▶ Source:
* Begin *
LESSON

Database Engine Internals and Implementation

029 30 min advanced

Day 406: Timestamp Ordering and Optimistic Concurrency

The core idea: Once MVCC stops readers from waiting on every writer, the database still needs a way to decide which overlapping transactions can commit together; timestamp ordering and optimistic concurrency control do that by choosing a serial order and aborting work that no longer fits it.

Today's "Aha!" Moment

In 05.md, Harbor Point's risk dashboard could keep reading an older committed version of MUNI-77 exposure instead of blocking behind every trader update. That solved one kind of waiting, but it did not solve the harder question: what if two transactions each read a valid snapshot and still make a jointly invalid decision?

The bond desk hits that problem at 09:31. The issuer cap for MUNI-77 is 10.0M, and open reservations currently total 9.2M. Trader R1 tries to reserve 0.5M for one client, while trader R2 tries to reserve another 0.5M for a different client. Each transaction reads the same snapshot, sees enough headroom, and inserts a different reservation row. If the engine only checks whether they touched the same physical row, both can appear safe and the desk ends up at 10.2M, violating the issuer limit even though neither transaction looked wrong in isolation.
* End *
▶ Records for the task:
* Begin *
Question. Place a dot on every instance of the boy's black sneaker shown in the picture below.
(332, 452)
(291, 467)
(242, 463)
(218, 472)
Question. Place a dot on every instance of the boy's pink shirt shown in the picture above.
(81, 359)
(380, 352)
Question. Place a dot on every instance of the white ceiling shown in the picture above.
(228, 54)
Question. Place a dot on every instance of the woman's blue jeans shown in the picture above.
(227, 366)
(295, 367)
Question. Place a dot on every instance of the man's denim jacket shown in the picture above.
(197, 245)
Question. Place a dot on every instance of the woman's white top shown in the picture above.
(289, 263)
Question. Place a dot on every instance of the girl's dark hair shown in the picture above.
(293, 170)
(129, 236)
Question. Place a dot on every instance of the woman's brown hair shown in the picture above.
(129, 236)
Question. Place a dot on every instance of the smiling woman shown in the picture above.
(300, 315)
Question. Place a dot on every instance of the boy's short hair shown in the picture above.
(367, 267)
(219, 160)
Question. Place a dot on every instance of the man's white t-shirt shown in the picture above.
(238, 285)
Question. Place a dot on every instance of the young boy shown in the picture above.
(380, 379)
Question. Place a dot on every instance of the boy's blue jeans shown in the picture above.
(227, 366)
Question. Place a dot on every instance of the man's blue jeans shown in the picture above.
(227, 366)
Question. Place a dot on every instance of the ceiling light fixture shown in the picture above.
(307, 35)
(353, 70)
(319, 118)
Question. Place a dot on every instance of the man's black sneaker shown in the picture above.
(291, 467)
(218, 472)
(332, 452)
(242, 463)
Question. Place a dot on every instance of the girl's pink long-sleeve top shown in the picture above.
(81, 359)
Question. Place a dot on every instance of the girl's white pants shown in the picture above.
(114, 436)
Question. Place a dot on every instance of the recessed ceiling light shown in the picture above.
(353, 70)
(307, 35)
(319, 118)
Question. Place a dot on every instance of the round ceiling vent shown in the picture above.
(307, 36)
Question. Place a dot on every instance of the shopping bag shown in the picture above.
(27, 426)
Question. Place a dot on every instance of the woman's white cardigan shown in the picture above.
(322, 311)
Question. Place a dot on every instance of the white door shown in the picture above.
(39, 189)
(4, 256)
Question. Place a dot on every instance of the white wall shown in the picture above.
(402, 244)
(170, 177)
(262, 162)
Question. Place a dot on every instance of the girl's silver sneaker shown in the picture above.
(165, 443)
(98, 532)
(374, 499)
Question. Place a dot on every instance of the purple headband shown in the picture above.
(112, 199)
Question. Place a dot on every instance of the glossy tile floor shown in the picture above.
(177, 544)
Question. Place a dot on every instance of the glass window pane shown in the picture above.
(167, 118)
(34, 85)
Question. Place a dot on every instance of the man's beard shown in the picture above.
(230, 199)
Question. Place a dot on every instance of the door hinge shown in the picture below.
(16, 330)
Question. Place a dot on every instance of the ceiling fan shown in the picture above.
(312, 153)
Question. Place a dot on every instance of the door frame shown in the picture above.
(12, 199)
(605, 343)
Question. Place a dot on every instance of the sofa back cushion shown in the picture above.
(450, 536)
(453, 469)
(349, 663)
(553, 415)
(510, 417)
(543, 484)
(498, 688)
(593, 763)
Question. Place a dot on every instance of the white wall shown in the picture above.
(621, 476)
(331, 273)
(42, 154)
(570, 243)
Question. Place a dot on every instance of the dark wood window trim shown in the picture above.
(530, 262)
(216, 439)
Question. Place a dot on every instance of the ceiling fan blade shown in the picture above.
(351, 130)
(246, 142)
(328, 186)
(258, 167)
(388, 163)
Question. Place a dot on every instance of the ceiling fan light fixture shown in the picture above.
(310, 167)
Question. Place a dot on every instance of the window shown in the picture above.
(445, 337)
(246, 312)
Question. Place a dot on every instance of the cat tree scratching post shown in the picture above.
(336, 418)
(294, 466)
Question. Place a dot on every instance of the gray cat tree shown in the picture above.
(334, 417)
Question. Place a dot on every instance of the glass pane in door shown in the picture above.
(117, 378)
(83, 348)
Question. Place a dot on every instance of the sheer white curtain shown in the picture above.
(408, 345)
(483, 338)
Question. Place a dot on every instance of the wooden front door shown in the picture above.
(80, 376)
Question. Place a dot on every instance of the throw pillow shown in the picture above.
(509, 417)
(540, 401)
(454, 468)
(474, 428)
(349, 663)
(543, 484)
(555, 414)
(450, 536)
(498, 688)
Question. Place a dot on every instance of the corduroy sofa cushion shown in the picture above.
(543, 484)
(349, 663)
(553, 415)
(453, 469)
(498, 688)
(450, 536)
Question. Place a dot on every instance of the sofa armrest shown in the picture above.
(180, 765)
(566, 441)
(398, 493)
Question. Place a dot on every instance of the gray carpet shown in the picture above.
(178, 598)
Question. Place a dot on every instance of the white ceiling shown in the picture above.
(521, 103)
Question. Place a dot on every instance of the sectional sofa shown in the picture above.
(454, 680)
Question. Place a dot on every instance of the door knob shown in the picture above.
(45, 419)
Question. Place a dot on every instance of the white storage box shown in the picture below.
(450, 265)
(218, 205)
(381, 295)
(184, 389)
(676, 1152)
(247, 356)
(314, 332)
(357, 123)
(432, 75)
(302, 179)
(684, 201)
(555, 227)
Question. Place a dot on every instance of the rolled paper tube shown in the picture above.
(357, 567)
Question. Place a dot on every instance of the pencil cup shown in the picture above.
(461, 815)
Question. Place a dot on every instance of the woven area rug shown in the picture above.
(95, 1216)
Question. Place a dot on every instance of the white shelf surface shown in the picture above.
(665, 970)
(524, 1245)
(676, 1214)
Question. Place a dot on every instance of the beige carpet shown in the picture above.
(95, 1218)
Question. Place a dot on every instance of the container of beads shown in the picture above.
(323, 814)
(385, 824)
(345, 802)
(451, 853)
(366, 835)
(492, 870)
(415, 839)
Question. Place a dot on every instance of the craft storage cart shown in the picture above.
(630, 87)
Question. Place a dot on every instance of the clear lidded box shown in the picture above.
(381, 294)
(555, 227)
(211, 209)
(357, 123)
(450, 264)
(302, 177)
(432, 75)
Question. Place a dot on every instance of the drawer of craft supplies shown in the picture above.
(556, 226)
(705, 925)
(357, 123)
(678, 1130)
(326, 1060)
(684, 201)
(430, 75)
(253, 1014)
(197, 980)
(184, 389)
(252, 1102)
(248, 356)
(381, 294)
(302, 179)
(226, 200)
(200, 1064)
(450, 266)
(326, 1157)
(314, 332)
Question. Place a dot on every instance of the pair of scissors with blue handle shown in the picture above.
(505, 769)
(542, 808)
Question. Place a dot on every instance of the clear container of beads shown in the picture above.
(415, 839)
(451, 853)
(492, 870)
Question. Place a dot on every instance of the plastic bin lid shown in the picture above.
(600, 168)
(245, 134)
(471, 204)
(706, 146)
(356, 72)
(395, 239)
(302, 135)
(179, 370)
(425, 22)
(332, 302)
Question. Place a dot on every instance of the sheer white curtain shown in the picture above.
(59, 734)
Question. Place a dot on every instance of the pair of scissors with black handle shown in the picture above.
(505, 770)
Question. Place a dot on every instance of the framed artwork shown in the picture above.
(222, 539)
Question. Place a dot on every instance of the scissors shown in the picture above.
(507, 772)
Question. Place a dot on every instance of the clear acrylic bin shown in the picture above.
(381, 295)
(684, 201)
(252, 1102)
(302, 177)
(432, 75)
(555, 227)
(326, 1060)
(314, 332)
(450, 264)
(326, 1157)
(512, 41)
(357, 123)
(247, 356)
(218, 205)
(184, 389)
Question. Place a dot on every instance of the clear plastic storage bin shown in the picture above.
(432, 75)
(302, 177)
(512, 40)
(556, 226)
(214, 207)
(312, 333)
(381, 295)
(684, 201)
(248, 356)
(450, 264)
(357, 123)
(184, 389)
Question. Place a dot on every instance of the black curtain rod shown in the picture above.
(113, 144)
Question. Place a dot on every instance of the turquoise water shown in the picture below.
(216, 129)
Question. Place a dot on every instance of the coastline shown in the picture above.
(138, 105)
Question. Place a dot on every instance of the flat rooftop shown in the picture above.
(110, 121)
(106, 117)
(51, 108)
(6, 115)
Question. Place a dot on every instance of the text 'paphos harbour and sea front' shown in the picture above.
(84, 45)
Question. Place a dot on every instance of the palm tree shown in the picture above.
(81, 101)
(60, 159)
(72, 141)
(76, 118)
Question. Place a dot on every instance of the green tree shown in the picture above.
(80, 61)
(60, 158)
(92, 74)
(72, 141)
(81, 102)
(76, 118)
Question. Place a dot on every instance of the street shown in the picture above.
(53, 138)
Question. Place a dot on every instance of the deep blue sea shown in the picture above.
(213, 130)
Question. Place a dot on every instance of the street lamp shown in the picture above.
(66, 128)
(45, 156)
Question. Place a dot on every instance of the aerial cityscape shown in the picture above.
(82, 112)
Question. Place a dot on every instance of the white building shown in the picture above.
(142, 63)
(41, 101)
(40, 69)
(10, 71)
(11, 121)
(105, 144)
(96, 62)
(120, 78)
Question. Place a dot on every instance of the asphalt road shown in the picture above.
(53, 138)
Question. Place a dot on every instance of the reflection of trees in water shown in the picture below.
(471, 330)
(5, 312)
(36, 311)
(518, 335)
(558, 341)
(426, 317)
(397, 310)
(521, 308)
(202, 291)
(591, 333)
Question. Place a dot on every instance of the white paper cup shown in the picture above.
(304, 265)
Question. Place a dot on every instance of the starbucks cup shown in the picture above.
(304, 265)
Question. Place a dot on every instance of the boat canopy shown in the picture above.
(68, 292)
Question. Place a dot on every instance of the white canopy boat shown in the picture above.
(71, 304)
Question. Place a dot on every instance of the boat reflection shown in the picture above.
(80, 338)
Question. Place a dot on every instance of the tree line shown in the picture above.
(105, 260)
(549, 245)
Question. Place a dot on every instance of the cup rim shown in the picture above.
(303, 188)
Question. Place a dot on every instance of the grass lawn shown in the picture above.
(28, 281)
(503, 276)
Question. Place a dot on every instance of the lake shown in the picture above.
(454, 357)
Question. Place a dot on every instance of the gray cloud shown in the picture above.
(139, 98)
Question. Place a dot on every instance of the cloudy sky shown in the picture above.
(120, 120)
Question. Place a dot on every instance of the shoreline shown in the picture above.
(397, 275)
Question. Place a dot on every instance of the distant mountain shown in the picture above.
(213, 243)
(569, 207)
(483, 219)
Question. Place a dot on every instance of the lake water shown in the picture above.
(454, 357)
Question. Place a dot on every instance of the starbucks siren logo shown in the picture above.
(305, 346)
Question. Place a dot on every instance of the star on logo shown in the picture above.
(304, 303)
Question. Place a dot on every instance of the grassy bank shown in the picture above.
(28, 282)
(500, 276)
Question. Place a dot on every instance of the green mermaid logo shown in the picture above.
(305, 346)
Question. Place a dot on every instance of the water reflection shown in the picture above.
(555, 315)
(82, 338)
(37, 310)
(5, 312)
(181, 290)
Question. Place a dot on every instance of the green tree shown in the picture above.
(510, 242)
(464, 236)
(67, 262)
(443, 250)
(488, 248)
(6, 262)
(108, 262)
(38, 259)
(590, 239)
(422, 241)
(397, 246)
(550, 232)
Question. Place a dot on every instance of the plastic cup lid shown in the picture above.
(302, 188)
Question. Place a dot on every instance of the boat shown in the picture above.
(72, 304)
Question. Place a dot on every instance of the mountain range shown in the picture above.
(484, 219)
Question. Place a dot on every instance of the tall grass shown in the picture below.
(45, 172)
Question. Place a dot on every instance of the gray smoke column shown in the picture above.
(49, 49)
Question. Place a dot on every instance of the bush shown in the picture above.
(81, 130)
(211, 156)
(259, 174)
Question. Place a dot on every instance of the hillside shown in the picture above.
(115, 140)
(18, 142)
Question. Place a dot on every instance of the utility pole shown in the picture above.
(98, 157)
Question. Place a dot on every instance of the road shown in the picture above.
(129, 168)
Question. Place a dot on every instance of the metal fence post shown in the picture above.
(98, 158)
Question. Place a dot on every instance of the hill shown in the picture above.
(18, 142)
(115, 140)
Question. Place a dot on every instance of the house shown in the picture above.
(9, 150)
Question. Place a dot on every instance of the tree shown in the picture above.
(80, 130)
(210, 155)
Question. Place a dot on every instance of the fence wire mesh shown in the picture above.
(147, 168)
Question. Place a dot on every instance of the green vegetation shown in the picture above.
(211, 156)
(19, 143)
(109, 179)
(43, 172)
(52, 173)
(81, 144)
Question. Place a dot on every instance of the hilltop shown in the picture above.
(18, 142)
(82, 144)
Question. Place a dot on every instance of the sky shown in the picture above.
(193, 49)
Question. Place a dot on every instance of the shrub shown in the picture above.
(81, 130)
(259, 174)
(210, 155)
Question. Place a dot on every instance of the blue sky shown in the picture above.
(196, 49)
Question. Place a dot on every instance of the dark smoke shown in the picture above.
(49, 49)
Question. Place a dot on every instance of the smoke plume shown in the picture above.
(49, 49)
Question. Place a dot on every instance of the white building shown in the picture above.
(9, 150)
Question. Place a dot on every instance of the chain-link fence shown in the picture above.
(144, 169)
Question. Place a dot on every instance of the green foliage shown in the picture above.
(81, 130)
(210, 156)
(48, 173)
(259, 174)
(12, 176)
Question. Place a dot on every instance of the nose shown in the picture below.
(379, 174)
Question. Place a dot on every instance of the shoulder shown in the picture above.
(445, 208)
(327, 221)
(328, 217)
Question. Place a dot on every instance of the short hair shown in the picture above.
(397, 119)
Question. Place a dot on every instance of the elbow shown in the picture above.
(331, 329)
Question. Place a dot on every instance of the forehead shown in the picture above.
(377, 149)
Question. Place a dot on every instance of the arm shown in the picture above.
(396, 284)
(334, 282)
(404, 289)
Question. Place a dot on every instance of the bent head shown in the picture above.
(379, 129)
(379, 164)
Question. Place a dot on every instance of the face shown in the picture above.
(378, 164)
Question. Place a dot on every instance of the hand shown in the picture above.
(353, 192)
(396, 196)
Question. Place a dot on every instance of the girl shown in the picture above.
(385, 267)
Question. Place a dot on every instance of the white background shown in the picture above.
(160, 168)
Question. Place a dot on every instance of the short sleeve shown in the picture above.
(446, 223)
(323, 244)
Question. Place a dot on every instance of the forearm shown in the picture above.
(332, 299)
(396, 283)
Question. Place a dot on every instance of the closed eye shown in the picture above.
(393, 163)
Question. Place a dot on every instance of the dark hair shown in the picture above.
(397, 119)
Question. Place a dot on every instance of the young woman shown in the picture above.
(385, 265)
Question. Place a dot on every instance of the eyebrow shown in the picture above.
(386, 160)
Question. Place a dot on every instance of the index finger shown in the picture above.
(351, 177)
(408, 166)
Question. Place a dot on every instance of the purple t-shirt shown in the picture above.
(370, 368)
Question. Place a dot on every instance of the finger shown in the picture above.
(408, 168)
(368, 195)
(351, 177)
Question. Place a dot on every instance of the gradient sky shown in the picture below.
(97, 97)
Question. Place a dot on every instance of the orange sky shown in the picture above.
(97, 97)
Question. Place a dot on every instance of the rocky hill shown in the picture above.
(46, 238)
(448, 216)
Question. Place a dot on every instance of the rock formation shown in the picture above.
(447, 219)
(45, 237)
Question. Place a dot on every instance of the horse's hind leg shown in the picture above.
* End *
▶ Requirements:
**A)** List each distinct amount given in millions in the database lesson.
**B)** How many lines in the rows contain the string "starbucks"? Reply with the number only.
The database lesson and the rows are unrelated material.

▶ Written answers:
**A)** 10.0M, 9.2M, 0.5M, 10.2M

**B)** 2